_Goal:_ Extract each line in the entries below that contains the word "Where".

_Task inputs:_
# # # # #
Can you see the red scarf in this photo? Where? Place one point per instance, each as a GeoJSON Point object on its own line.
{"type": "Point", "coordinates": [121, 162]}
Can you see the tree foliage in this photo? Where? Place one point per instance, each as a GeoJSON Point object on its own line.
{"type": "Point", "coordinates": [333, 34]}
# # # # #
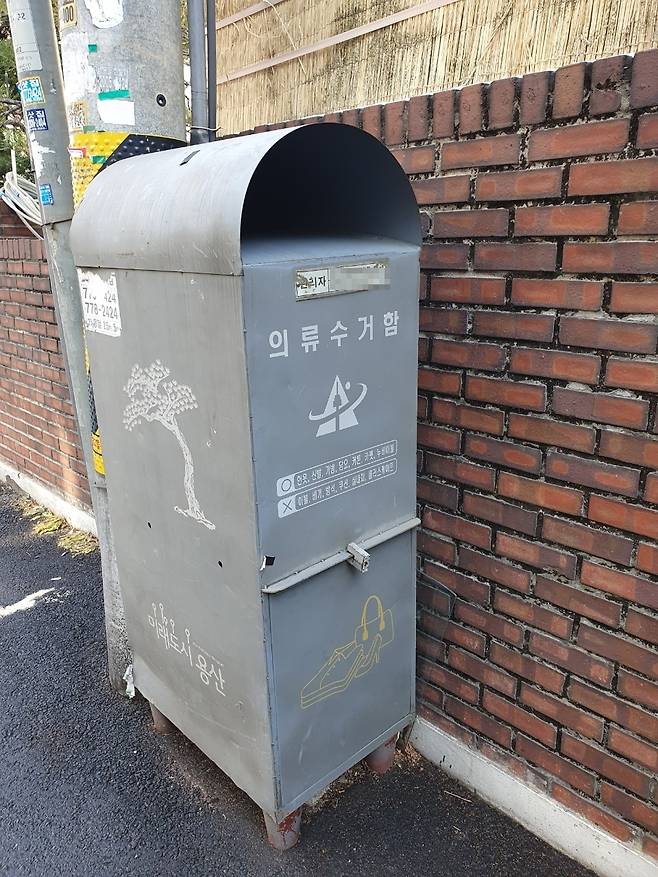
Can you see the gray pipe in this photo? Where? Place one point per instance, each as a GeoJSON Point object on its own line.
# # # # #
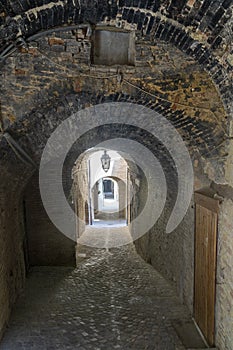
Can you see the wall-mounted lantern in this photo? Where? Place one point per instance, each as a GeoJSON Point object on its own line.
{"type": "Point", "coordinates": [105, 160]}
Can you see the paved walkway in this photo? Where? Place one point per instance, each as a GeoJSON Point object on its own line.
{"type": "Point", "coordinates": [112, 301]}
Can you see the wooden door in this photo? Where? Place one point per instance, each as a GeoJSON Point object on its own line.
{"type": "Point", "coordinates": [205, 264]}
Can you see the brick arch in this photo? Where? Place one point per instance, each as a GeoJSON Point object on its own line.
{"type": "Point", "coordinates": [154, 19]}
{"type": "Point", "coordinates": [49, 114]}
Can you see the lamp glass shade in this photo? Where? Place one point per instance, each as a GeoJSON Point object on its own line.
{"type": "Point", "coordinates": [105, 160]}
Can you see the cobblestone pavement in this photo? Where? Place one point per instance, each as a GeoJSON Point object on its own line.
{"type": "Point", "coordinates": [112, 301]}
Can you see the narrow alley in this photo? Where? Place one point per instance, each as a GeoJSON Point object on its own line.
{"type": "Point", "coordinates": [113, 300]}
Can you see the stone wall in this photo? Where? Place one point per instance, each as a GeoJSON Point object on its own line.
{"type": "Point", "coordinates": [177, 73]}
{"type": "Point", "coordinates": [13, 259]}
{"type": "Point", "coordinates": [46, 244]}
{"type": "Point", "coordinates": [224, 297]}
# # # # #
_Completed task:_
Can you see the red scarf in this photo? Where? Place one point per instance, each as a GeoJSON Point object on its own line.
Can you see the tree foliage in this photo? Where? Place one point per instance, each as a GeoJSON Point object on its own line.
Can you see the gray pipe in this photo? Where? Place one point per instance, each as a GeoJSON Point object on its own line.
Can you see the wall-mounted lantern in this photo? Where? Place one point per instance, each as a GeoJSON Point object on its own line.
Can you see the paved walkway in this photo? Where? Place one point per instance, each as a GeoJSON Point object on its own line.
Can you see the wooden door in this photo? Where? Place one point per instance, each as a GeoJSON Point object on its own line.
Can you see the brick arch in this photo? Where? Place one point per instance, each as a GeoJSON Point object on its own line.
Can you see the lamp glass shade in this photo? Where? Place one point per instance, each as a GeoJSON Point object on its own line.
Can you see the cobblestone pavement in this photo? Where? Place one point per instance, each as a GeoJSON Point object on its own line.
Can you see the narrow alley in this photo? Where? Place one point per instance, each as a GeoJSON Point object on its own line.
Can you see the stone wall in this photo? Where? Place one point per instance, each as a GeoJSON Point object on its own line.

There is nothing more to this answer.